→ The exercise: Extract every line of the entries that follow, word for word and in order, and leave the pictures out.

===============

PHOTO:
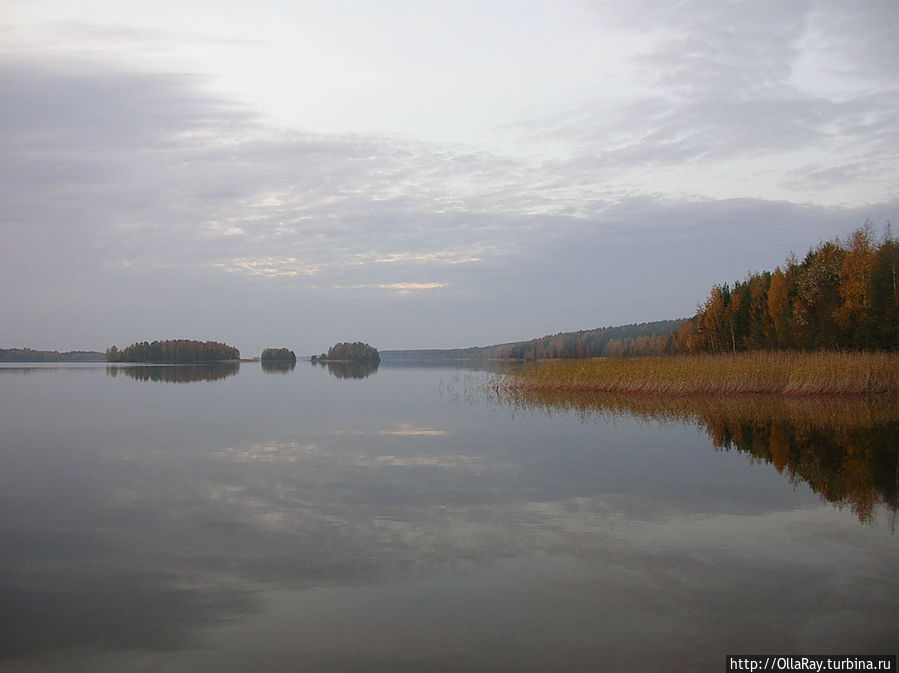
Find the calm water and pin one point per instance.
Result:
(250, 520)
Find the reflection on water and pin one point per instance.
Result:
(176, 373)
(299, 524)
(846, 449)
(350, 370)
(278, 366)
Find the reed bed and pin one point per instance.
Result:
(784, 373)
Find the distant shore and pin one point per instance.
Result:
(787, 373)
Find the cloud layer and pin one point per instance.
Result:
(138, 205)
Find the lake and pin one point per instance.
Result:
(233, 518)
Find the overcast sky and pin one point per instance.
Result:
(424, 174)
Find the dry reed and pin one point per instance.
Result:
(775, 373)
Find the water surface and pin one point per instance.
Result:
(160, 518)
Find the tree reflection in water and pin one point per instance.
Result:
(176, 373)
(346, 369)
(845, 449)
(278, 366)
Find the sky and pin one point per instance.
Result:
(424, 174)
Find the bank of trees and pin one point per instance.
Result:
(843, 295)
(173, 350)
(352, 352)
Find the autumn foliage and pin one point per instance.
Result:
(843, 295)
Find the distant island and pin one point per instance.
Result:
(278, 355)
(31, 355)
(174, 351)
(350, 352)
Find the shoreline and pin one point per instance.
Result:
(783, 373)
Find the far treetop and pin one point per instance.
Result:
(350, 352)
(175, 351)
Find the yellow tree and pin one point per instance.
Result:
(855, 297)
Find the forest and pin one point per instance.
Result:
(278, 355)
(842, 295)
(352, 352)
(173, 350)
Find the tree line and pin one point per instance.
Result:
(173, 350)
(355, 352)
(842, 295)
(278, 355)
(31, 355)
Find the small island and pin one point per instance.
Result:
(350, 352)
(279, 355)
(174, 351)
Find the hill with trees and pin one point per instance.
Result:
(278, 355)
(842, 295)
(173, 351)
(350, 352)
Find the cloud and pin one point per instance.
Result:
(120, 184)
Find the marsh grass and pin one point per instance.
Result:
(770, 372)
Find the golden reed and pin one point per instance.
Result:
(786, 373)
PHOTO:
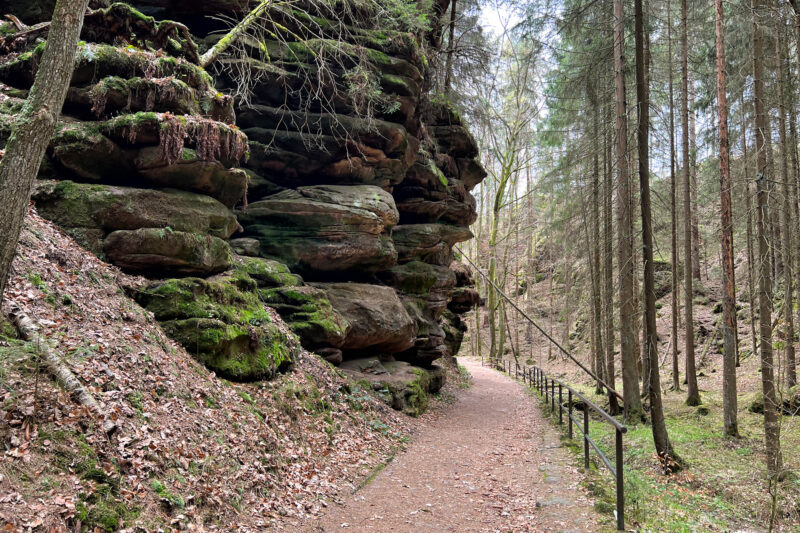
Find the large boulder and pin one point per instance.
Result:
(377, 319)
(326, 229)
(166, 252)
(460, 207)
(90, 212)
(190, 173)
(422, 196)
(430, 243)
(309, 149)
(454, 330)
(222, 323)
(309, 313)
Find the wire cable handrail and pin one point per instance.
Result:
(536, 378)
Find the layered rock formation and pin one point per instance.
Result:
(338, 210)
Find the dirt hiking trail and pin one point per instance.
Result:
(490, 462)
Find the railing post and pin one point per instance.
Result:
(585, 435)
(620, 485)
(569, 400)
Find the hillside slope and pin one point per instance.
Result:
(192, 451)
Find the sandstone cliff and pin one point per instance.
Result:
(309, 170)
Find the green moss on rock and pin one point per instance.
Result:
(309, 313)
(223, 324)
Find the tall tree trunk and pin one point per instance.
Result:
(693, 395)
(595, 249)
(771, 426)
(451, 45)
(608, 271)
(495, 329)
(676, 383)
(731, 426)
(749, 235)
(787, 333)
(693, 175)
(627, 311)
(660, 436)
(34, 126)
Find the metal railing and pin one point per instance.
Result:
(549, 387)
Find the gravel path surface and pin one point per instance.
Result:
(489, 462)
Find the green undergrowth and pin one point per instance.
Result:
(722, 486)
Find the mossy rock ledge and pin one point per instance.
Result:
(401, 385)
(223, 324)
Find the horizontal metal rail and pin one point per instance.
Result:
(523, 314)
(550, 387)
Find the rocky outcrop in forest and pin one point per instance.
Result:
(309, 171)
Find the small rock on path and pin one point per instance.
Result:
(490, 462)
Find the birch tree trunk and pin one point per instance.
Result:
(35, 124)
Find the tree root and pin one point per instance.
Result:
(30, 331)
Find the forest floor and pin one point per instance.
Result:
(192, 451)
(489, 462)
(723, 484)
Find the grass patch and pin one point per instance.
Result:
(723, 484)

===============

→ Exercise response:
PHOTO:
Find the calm water and pin one point per instance.
Result:
(250, 520)
Find the reflection on water and pin one point per instance.
Result:
(176, 373)
(299, 524)
(846, 449)
(350, 370)
(278, 366)
Find the reed bed and pin one point per instance.
Result:
(784, 373)
Find the distant shore and pin one point per instance.
Result:
(787, 373)
Find the cloud layer and pin one point per instance.
Result:
(138, 205)
Find the lake and pin one point per instance.
Result:
(233, 518)
Find the overcast sky and pin one point per instance.
Result:
(424, 174)
Find the dry reed and pin one point per instance.
Result:
(775, 373)
Find the water surface and pin one point per instance.
Result:
(160, 518)
Find the tree reflection in water and pin one point per instance.
Result:
(176, 373)
(346, 369)
(845, 449)
(278, 366)
Find the sky and pin one point per instance.
Result:
(424, 174)
Find the bank of trees and pin one point per instance.
Result:
(843, 295)
(173, 350)
(352, 352)
Find the autumn foliage and pin one point per instance.
Result:
(843, 295)
Find the distant island and pin one point per instance.
Result:
(278, 355)
(31, 355)
(174, 351)
(350, 352)
Find the shoreline and pin one point per instance.
Result:
(783, 373)
Find the far treetop and pin one point per instance.
Result:
(350, 352)
(175, 351)
Find the yellow tree and pin one point per instance.
Result:
(855, 297)
Find the forest and pin one point per instance.
Result:
(278, 355)
(842, 295)
(352, 352)
(173, 350)
Find the tree line and pin one point per instance.
Result:
(173, 350)
(355, 352)
(842, 295)
(278, 355)
(31, 355)
Find the small island and pin one point per instance.
Result:
(350, 352)
(279, 355)
(174, 351)
Find the hill with trees and pin one point per instance.
Result:
(278, 355)
(842, 295)
(173, 351)
(350, 352)
Find the cloud and pin one point per instance.
Result:
(120, 184)
Find the marsh grass and pin one point per instance.
Result:
(770, 372)
Find the golden reed and pin one point per instance.
Result:
(786, 373)
PHOTO:
Find the large boulder and pin one point per instance.
Result:
(377, 319)
(326, 229)
(166, 252)
(460, 207)
(90, 212)
(190, 173)
(422, 196)
(430, 243)
(309, 149)
(454, 330)
(222, 323)
(309, 313)
Find the wire cable handrail and pin one point per instance.
Result:
(536, 378)
Find the layered rock formation and pin one point per instance.
Result:
(338, 210)
Find the dirt hiking trail and pin one point per instance.
Result:
(490, 462)
Find the railing post and pin one point per instance.
Result:
(585, 435)
(620, 485)
(569, 400)
Find the hillside slope and pin one point per instance.
Result:
(192, 451)
Find the sandstone cliff and pin one point per instance.
Result:
(309, 170)
Find the green moss on rock and pin one point per instance.
Result:
(309, 313)
(223, 324)
Find the tall tree trunk and pin one point per instance.
Result:
(693, 395)
(595, 249)
(771, 426)
(451, 45)
(608, 271)
(495, 329)
(676, 383)
(731, 426)
(749, 235)
(787, 333)
(693, 175)
(627, 311)
(660, 436)
(34, 126)
Find the metal railing and pin one point per instance.
Result:
(549, 387)
Find the gravel path surface and pin one point per instance.
Result:
(489, 462)
Find the green undergrowth and pin one point per instance.
Result:
(722, 486)
Find the mossy rock ledge and pin one point per instance.
Result:
(401, 385)
(223, 324)
Find the horizontal metal rail and pin one point per instance.
Result:
(523, 314)
(550, 387)
Find the rocky outcrop in forest and pin one point per instance.
Result:
(309, 171)
Find the small rock on path and pin one point per instance.
Result:
(490, 462)
Find the birch tree trunk and pin one point per instance.
Result:
(35, 124)
Find the tree root and pin one point per instance.
Result:
(30, 331)
Find the forest floor and pin one point per instance.
Result:
(192, 451)
(489, 462)
(723, 484)
Find the grass patch and pin one point per instance.
Result:
(723, 484)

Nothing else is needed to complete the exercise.